*DIRECTIONS FOR THIS TASK*
Images are not part of the copy; transcribe all the data exactly.

*SOURCE MATERIAL*
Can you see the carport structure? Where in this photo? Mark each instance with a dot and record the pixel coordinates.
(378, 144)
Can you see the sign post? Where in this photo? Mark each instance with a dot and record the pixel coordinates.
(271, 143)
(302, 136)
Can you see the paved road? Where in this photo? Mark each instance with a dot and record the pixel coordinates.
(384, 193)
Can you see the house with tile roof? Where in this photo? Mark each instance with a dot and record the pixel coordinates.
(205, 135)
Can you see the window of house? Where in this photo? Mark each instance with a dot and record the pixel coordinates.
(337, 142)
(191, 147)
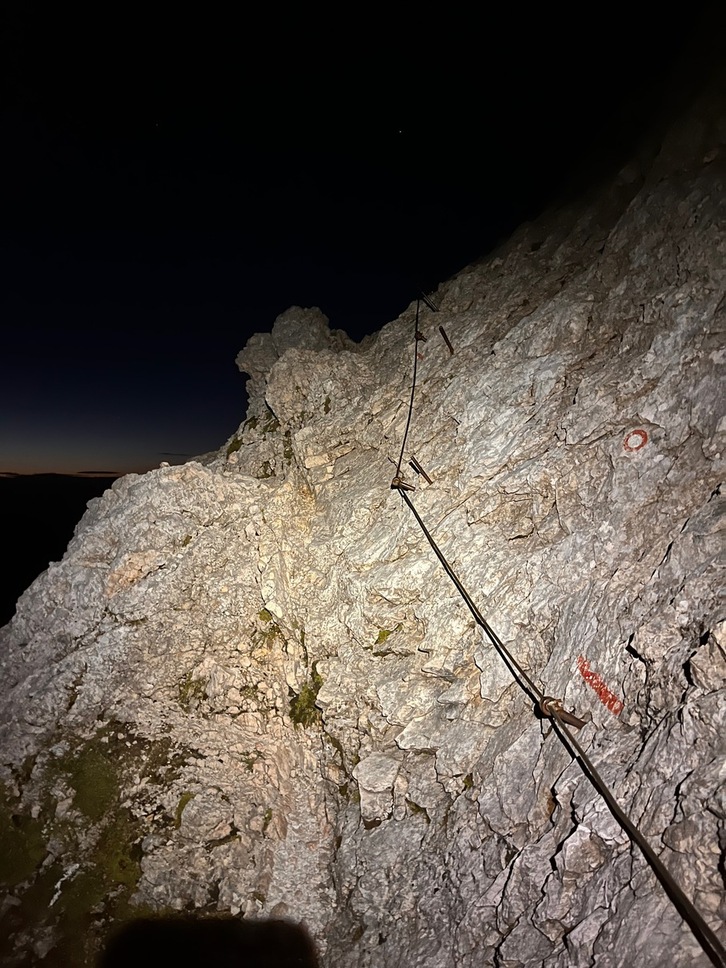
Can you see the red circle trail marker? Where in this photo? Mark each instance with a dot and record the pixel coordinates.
(599, 687)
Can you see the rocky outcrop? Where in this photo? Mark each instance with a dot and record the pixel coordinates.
(249, 686)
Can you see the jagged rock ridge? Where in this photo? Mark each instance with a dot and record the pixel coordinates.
(249, 686)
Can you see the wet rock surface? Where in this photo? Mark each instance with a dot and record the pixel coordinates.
(249, 687)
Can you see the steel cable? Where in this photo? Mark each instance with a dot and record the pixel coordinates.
(552, 708)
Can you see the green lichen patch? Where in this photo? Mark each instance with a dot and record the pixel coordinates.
(191, 692)
(92, 773)
(271, 424)
(287, 450)
(417, 810)
(383, 634)
(22, 844)
(303, 711)
(72, 894)
(184, 799)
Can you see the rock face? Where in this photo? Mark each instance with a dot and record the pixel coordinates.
(250, 687)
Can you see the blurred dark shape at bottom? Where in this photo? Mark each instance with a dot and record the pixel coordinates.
(211, 942)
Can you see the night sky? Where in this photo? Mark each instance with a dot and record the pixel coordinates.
(170, 186)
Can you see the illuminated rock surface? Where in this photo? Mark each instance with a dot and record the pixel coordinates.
(250, 687)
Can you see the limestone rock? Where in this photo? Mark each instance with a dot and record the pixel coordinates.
(250, 687)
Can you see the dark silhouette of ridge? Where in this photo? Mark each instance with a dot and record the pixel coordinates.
(217, 942)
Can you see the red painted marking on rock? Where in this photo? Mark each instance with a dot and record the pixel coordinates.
(599, 687)
(635, 440)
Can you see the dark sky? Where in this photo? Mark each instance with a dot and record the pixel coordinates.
(170, 185)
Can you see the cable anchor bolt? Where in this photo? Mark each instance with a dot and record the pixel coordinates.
(553, 709)
(398, 484)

*RESULT FOR THIS EXERCISE*
Can you see the carport structure? Where in this photo? Mark each instance with a dot and record the pixel coordinates.
(378, 144)
Can you see the sign post? Where in this photo? Mark each instance with a dot and record the pixel coordinates.
(271, 143)
(302, 136)
Can you see the paved road? Where in this photo? Mark each instance with a dot and record the pixel coordinates.
(384, 193)
Can you see the house with tile roof? Where in this photo? Mark each instance with a dot and record the pixel coordinates.
(205, 135)
Can you see the window of house? Where in this photo? Mark each instance with a dot and record the pixel coordinates.
(337, 142)
(191, 147)
Can you see the red circle trail marker? Where in this photo? Mark each instance with a dot and record the pixel coordinates.
(599, 687)
Can you see the rocky outcrop? Where in this photo? Mark each instance with a dot and record the pixel coordinates.
(249, 686)
Can you see the jagged rock ridge? Where in this photo? Mark each instance with a dot and record the pixel coordinates.
(249, 686)
Can you see the wet rock surface? Where in this photo? Mark each instance with a dot and record the pixel coordinates.
(249, 687)
Can you see the steel cable? Where in this photo? Mark each instance with a dot and record the pixel coordinates.
(552, 708)
Can you see the green lichen patch? Where in this photo? Mark each instance with a dot and record the pixel coordinates.
(191, 692)
(92, 773)
(271, 424)
(287, 450)
(417, 810)
(383, 634)
(22, 844)
(303, 711)
(72, 894)
(184, 799)
Can you see the rock face? Where in this photo? Mark each instance with a dot and record the pixel coordinates.
(250, 687)
Can you see the blurred dark shape at bottom? Where in this photo? Mark each instance with a dot and record the pixel coordinates.
(211, 942)
Can you see the night sky? Where in this photo? Mark each instance with a dot and record the pixel coordinates.
(170, 186)
Can you see the illuminated rock surface? Where in this photo? Mark each instance with a dot and record the pixel coordinates.
(250, 687)
Can you see the limestone rock? Where in this photo? Mark each instance with a dot and record the pixel coordinates.
(250, 687)
Can you see the dark silhouette of ridge? Where in this photo? Mark each instance with a dot and record the pixel coordinates.
(217, 942)
Can you see the red painted marking on rock? Where in this photo? Mark each instance with a dot and record the pixel coordinates.
(599, 687)
(635, 440)
Can you see the dark sky? Where in this photo? Mark each instance with a dot and record the pixel coordinates.
(170, 185)
Can you see the cable anchor bolt? Where in this photo? Mark each instance with a dot and record the pixel coordinates.
(553, 709)
(398, 484)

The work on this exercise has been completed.